◆ What is expected ◆
Edit the listing below, changing every "Put a dot on" to "Place a point on" and keeping all other text the same.
....
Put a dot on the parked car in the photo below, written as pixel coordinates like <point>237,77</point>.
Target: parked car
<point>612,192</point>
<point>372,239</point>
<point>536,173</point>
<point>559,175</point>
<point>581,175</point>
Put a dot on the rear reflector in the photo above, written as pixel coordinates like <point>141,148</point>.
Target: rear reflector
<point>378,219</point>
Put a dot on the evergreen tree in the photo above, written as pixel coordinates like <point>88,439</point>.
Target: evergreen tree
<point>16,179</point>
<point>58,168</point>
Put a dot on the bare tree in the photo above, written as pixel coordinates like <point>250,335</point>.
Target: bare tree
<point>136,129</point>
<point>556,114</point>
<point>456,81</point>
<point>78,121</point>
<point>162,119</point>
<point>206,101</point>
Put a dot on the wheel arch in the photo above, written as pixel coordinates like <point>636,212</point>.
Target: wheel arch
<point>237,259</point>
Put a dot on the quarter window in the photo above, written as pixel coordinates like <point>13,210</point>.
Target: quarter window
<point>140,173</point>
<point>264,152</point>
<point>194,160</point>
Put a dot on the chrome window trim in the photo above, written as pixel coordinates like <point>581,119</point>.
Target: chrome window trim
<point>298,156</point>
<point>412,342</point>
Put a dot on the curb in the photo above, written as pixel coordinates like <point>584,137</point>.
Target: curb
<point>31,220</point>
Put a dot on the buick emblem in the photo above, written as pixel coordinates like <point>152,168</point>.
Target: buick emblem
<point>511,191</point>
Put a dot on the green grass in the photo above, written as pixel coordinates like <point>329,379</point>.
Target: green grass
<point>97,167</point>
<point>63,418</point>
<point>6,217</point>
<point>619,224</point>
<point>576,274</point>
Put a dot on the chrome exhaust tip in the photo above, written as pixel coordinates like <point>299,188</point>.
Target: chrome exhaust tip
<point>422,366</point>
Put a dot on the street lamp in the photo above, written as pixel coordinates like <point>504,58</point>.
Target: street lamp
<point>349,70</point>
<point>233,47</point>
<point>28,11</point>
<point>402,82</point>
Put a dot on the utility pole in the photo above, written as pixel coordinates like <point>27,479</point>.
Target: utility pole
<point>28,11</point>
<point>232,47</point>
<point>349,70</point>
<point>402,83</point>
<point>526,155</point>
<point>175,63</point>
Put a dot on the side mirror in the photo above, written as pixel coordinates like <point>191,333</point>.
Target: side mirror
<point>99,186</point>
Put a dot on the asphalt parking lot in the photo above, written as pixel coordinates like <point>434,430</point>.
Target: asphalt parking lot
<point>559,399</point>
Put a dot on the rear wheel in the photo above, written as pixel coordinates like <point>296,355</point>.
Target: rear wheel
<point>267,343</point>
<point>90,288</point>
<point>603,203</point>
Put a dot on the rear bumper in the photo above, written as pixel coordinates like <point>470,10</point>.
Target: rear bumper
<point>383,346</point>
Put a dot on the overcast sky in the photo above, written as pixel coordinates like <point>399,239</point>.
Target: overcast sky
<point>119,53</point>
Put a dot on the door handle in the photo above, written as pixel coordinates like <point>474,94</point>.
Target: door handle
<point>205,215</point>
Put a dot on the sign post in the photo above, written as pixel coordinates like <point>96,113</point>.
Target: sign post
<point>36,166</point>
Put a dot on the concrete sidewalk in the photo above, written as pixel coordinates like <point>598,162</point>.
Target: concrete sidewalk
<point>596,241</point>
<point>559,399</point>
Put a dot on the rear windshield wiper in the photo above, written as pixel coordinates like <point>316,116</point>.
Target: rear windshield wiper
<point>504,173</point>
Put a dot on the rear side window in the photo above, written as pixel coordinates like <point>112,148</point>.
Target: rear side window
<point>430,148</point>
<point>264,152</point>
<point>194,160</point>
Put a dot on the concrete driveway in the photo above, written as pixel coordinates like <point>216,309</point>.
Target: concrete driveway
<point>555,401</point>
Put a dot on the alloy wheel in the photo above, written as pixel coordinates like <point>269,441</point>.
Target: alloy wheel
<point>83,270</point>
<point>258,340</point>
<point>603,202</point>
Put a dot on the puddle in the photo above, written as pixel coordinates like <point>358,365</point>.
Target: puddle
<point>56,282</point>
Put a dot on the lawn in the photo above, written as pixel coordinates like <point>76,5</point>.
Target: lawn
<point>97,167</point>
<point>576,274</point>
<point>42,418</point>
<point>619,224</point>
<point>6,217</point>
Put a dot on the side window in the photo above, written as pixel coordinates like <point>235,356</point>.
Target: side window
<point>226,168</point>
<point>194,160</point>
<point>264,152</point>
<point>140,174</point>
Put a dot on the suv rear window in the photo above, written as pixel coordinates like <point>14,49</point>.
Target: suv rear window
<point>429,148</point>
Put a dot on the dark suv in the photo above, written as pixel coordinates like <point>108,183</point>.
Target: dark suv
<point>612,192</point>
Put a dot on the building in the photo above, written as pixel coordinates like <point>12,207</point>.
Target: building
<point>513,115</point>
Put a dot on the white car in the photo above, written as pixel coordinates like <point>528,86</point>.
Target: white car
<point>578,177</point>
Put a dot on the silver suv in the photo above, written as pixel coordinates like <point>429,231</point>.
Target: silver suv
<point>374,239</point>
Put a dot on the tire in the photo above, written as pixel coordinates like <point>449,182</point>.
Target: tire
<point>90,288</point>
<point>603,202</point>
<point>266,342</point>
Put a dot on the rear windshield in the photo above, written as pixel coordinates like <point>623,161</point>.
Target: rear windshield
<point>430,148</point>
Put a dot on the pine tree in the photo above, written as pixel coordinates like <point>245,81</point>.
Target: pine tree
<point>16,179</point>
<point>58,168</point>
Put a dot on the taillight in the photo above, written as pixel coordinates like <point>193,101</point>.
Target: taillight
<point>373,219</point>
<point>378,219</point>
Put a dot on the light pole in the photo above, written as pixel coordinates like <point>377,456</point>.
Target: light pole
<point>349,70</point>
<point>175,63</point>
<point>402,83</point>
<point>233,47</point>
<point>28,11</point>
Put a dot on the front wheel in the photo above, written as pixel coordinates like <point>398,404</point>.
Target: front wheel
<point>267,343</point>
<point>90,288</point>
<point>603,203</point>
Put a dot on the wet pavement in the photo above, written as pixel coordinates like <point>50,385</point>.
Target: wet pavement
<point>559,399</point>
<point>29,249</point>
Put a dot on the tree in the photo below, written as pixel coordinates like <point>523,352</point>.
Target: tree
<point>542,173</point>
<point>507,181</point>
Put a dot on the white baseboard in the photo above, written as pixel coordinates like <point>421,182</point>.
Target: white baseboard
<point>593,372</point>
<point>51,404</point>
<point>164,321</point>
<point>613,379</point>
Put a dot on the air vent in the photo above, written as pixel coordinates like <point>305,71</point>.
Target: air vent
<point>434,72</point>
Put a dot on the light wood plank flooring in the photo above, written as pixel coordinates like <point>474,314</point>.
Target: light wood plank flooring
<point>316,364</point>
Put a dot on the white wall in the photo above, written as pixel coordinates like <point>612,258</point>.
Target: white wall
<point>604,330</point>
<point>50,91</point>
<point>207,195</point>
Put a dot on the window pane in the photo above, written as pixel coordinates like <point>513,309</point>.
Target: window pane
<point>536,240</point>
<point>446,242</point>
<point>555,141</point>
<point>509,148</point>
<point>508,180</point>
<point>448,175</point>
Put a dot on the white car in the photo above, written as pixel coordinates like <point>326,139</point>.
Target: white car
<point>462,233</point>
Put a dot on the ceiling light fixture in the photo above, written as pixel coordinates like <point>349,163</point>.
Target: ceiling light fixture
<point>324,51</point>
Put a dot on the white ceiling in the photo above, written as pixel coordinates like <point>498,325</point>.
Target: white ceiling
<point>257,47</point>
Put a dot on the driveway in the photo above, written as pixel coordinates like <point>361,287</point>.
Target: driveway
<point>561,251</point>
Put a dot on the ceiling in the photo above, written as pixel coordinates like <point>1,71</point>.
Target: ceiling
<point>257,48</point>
....
◆ The result ◆
Place a point on the parked car in the photo below, written as pixel coordinates like <point>237,77</point>.
Target: parked car
<point>612,192</point>
<point>372,239</point>
<point>536,173</point>
<point>559,175</point>
<point>581,175</point>
Place a point on the rear reflector in the photo above, written as pixel coordinates like <point>141,148</point>.
Target: rear reflector
<point>378,219</point>
Place a point on the evergreen tree in the photo above, written as pixel coordinates like <point>88,439</point>.
Target: evergreen tree
<point>16,179</point>
<point>58,168</point>
Place a point on the bare tree in the photo above, written as pixel coordinates like <point>250,335</point>.
Target: bare tree
<point>136,129</point>
<point>556,114</point>
<point>456,81</point>
<point>78,121</point>
<point>162,119</point>
<point>206,101</point>
Place a point on the wheel arch in the photo above, written as pixel coordinates like <point>636,212</point>.
Target: wheel arch
<point>237,259</point>
Place a point on the quarter window in the photo above, written as pixel coordinates like <point>13,210</point>.
Target: quarter window
<point>140,173</point>
<point>264,152</point>
<point>194,160</point>
Place a point on the chrome window trim in the photo above, written as pixel coordinates like <point>581,119</point>.
Target: chrome window trim
<point>298,156</point>
<point>412,342</point>
Place a point on the curb in the photo above, written as pixel coordinates like <point>584,137</point>.
Target: curb
<point>31,220</point>
Place a point on the buick emblem in the photo above, written as pixel coordinates like <point>152,168</point>.
Target: buick emblem
<point>511,191</point>
Place a point on the green grass in the photo above, written as pixel coordinates like <point>329,379</point>.
Target: green grass
<point>97,167</point>
<point>63,418</point>
<point>6,217</point>
<point>619,224</point>
<point>576,274</point>
Place a point on the chrome exhaust tip in the photo above, written as pixel coordinates like <point>299,188</point>.
Target: chrome exhaust tip
<point>422,366</point>
Place a point on the street lamp in the photo above, written as pixel coordinates like <point>504,58</point>.
Target: street lamp
<point>349,70</point>
<point>233,47</point>
<point>28,11</point>
<point>402,82</point>
Place a point on the utility pole in the photo above, written as pixel coordinates like <point>27,479</point>.
Target: utility pole
<point>28,11</point>
<point>232,47</point>
<point>349,70</point>
<point>402,83</point>
<point>526,155</point>
<point>175,63</point>
Place a point on the side mirror in the photo above, written as pixel coordinates like <point>191,333</point>.
Target: side mirror
<point>99,186</point>
Place a point on the asphalt parking lot in the photo above, written as pixel coordinates like <point>434,430</point>.
Target: asphalt parking lot
<point>559,399</point>
Place a point on the rear wheel in the photo above, written as pixel coordinates like <point>296,355</point>.
Target: rear wheel
<point>267,343</point>
<point>90,288</point>
<point>603,203</point>
Place a point on the rear bumper in the photo above, written as pixel coordinates like <point>470,10</point>.
Target: rear bumper
<point>383,346</point>
Place a point on the overcast sky in the photo above, written as pixel coordinates like <point>399,239</point>.
Target: overcast sky
<point>119,53</point>
Place a point on the door handle in the photo above, written as pixel coordinates like <point>474,94</point>.
Target: door handle
<point>205,215</point>
Place a point on the sign post in the photo above, written as pixel coordinates like <point>96,113</point>.
Target: sign post
<point>36,166</point>
Place a point on the concrete sidewalk in the photo above, written as pixel coordinates like <point>598,162</point>.
Target: concrete sidewalk
<point>596,241</point>
<point>559,399</point>
Place a point on the rear windshield wiper in the photo above, written as pixel coordinates like <point>316,116</point>.
Target: rear windshield wiper
<point>504,173</point>
Place a point on the rear side window in the photo above, written as pixel coordinates like <point>112,148</point>.
Target: rear side window
<point>430,148</point>
<point>264,152</point>
<point>194,160</point>
Place a point on the concrete driveway in the photo above, written as pixel coordinates like <point>216,309</point>.
Target: concrete driveway
<point>555,401</point>
Place a point on the alloy wheel in the photo above, written as pixel coordinates like <point>269,441</point>.
Target: alloy wheel
<point>83,270</point>
<point>258,340</point>
<point>603,202</point>
Place a point on the puddle in the photo above, written as pixel coordinates like <point>358,365</point>.
Target: puddle
<point>56,282</point>
Place a point on the lawn in the photo above, written as pixel coordinates like <point>76,5</point>.
Target: lawn
<point>97,167</point>
<point>576,274</point>
<point>42,418</point>
<point>619,224</point>
<point>6,217</point>
Place a point on the side window in the photo above, written as pixel coordinates like <point>235,356</point>.
Target: side window
<point>226,168</point>
<point>194,160</point>
<point>264,152</point>
<point>140,174</point>
Place a point on the suv rear window in the photo above, written as pixel coordinates like <point>14,49</point>.
Target: suv rear window
<point>429,148</point>
Place a point on the dark suv in the photo above, written as pixel coordinates like <point>108,183</point>.
Target: dark suv
<point>612,192</point>
Place a point on the building in the photo above, written as pixel coordinates like <point>12,207</point>.
Target: building
<point>513,115</point>
Place a point on the white car in the photo above, written as pixel coordinates like <point>528,86</point>.
Target: white car
<point>578,177</point>
Place a point on the silver suv in the photo above, written as pixel coordinates like <point>429,231</point>.
Target: silver suv
<point>374,239</point>
Place a point on the tire in the photo above, written as pixel coordinates like <point>449,182</point>.
Target: tire
<point>90,288</point>
<point>603,202</point>
<point>266,342</point>
Place a point on the rear windshield in the photo above, written as pixel coordinates like <point>623,161</point>.
Target: rear windshield
<point>430,148</point>
Place a point on the pine tree in the photo above, written as pixel coordinates like <point>245,81</point>.
Target: pine tree
<point>16,179</point>
<point>58,168</point>
Place a point on the taillight in the photo above, written as pixel coordinates like <point>193,101</point>.
Target: taillight
<point>373,219</point>
<point>378,219</point>
Place a point on the light pole in the photo above, written as pixel coordinates like <point>377,456</point>.
Target: light pole
<point>349,70</point>
<point>175,63</point>
<point>402,83</point>
<point>233,47</point>
<point>28,11</point>
Place a point on the front wheel in the photo above, written as pixel coordinates like <point>398,404</point>.
Target: front wheel
<point>267,343</point>
<point>90,288</point>
<point>603,203</point>
Place a point on the wet pavement in the photo above, written as pixel coordinates like <point>50,385</point>.
Target: wet pavement
<point>559,399</point>
<point>29,249</point>
Place a point on the tree in the photo below, written as pixel coordinates like <point>523,352</point>.
Target: tree
<point>542,173</point>
<point>507,181</point>
Place a point on the white baseboard in the photo above, written as pixel coordinates like <point>421,182</point>.
Target: white baseboard
<point>593,372</point>
<point>51,404</point>
<point>164,321</point>
<point>613,379</point>
Place a point on the air vent in the photo above, written as pixel coordinates like <point>305,71</point>.
Target: air vent
<point>434,72</point>
Place a point on the light wood plank flooring in the photo above, written as pixel coordinates like <point>474,314</point>.
Target: light wood plank flooring
<point>316,364</point>
Place a point on the white wall in the photo above, written as pixel coordinates like <point>612,258</point>.
Target: white wall
<point>604,330</point>
<point>50,91</point>
<point>207,195</point>
Place a point on the window pane in the photo above, written as pixel coordinates like <point>513,309</point>.
Target: window pane
<point>536,240</point>
<point>446,242</point>
<point>555,141</point>
<point>509,148</point>
<point>508,180</point>
<point>448,175</point>
Place a point on the white car in the photo above, written as pixel coordinates like <point>326,139</point>.
Target: white car
<point>462,233</point>
Place a point on the ceiling light fixture in the photo above, written as pixel coordinates like <point>349,163</point>.
Target: ceiling light fixture
<point>324,51</point>
Place a point on the white ceiling in the photo above, written as pixel coordinates like <point>498,325</point>.
Target: white ceiling
<point>257,47</point>
Place a point on the driveway in the photo above, written as pixel coordinates like <point>361,287</point>.
Target: driveway
<point>561,251</point>
Place a point on the ceiling in the photo above, written as pixel coordinates like <point>1,71</point>.
Target: ceiling
<point>257,48</point>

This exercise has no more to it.